Task statement: Find and copy every line in the records that includes the string "necktie".

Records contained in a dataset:
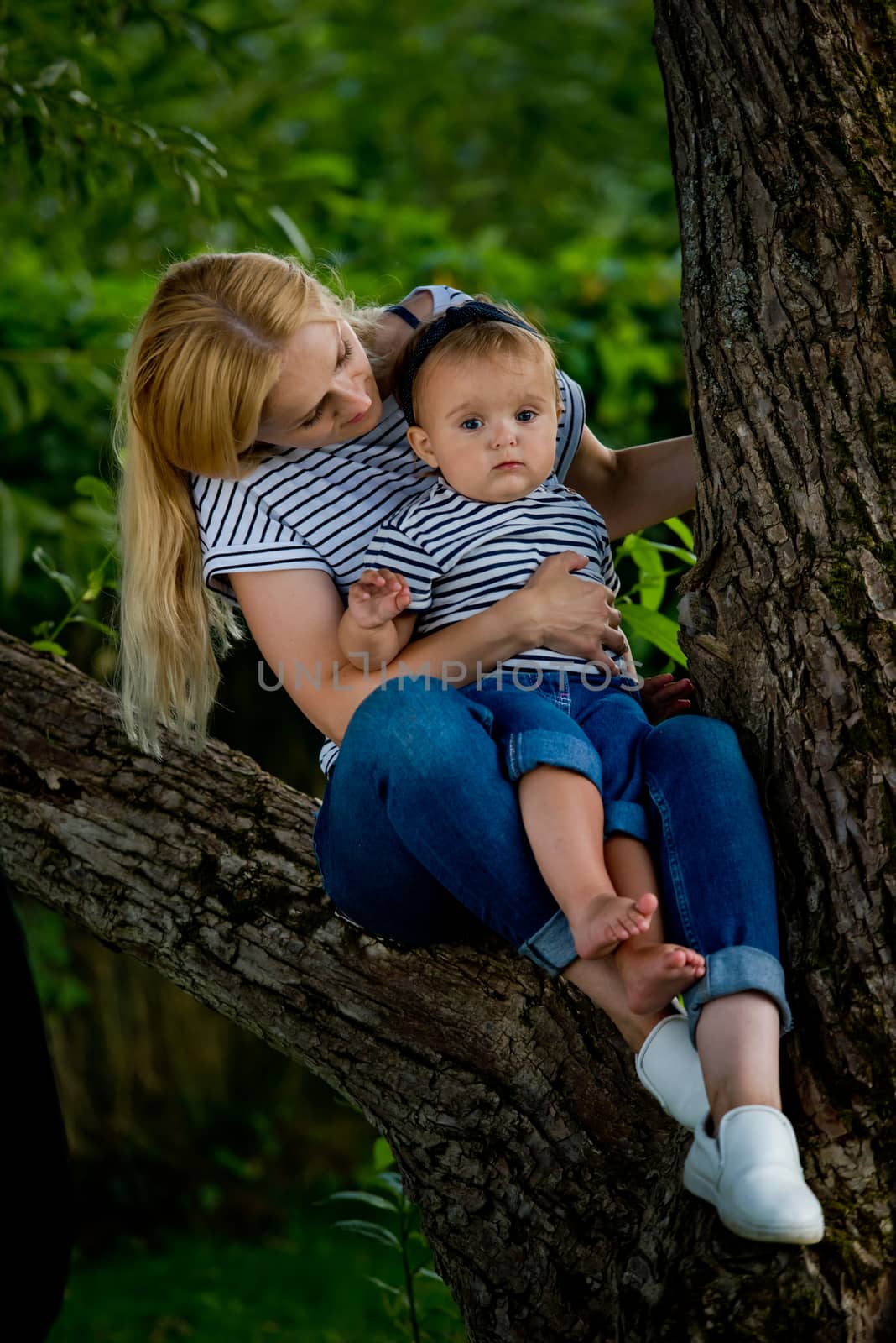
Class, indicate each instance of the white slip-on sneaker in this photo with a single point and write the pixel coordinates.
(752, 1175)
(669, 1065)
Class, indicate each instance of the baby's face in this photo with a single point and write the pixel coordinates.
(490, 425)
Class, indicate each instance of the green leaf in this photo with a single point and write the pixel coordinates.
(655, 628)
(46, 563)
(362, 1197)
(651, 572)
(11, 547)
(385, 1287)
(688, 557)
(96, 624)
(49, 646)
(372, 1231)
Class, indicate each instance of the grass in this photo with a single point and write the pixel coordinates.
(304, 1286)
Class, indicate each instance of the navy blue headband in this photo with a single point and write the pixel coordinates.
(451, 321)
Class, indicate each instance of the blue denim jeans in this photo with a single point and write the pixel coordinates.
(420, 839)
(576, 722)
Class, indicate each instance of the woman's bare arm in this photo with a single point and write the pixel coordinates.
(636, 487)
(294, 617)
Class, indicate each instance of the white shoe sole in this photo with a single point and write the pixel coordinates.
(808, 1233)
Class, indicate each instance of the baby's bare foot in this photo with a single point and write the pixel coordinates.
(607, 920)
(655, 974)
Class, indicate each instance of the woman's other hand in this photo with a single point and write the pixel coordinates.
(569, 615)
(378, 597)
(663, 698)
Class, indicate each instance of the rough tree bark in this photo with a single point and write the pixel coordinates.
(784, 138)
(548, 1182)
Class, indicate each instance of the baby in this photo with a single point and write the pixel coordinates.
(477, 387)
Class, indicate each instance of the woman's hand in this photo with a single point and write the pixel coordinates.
--
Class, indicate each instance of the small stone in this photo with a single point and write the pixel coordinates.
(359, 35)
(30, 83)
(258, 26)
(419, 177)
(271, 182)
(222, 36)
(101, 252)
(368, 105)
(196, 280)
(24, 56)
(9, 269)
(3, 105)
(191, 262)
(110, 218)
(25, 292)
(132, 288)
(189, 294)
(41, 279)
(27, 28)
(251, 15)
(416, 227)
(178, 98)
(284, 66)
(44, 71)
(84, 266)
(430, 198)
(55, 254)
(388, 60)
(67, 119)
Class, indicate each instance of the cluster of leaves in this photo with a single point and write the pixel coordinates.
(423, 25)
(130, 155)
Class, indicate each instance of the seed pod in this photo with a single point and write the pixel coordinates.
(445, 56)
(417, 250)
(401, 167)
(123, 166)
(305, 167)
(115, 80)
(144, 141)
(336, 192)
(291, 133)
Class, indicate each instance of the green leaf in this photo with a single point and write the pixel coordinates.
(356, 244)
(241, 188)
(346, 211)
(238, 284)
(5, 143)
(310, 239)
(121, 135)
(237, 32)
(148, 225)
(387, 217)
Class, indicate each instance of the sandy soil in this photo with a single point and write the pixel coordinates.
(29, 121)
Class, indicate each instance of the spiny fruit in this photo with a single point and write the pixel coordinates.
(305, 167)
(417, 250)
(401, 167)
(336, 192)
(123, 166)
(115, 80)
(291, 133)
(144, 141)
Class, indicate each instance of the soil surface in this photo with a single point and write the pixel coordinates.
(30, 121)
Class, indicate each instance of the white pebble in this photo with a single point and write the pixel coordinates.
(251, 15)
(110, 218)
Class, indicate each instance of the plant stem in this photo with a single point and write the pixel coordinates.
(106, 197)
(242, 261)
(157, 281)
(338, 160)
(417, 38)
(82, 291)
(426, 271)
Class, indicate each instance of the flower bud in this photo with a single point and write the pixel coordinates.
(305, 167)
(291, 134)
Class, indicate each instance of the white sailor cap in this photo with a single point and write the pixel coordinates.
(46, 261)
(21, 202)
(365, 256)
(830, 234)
...
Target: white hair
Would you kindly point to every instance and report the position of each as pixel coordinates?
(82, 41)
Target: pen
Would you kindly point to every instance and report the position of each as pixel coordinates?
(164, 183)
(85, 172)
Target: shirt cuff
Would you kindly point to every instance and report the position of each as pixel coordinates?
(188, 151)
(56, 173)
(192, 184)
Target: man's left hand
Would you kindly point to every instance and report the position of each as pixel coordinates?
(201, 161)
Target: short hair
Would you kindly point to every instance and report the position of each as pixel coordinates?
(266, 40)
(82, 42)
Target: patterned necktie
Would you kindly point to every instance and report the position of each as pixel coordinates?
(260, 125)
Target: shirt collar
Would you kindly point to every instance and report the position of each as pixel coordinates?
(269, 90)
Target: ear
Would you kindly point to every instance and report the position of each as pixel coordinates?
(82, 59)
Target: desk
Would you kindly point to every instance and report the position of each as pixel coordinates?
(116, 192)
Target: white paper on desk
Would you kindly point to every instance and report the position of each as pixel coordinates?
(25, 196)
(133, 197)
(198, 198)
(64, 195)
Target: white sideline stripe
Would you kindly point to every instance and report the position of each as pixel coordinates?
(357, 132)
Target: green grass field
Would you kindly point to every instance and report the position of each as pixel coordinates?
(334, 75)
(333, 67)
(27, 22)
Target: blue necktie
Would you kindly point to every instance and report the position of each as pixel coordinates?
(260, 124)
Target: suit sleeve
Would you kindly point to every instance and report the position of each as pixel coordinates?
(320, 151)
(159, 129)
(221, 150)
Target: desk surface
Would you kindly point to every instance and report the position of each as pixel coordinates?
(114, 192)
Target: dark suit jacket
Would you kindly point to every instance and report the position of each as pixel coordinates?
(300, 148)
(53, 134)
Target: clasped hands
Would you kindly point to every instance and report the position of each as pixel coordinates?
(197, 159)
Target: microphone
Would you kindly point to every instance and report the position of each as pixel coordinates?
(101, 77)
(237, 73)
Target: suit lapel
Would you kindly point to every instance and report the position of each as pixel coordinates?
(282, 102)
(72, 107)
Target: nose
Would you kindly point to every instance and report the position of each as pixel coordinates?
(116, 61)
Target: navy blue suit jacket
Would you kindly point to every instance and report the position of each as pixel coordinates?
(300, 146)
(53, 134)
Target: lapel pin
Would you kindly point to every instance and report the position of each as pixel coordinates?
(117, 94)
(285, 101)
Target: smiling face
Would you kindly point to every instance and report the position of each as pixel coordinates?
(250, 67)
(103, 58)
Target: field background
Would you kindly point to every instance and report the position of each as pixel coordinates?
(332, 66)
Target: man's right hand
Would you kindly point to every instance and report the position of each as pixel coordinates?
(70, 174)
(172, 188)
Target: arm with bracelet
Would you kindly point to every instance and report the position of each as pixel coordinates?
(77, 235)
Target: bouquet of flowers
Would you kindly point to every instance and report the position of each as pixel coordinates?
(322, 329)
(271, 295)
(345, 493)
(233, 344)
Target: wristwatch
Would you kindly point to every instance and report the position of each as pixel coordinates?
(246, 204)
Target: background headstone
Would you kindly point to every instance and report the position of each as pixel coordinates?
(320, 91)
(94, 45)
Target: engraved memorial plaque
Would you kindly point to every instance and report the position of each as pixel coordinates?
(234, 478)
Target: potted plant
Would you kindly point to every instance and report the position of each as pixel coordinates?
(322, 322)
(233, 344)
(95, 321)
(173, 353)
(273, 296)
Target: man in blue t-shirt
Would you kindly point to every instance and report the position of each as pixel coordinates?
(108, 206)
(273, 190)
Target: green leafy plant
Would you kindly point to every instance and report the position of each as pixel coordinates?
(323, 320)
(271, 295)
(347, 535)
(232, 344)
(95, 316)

Response area:
Target: patterned necktie
Target: blue necktie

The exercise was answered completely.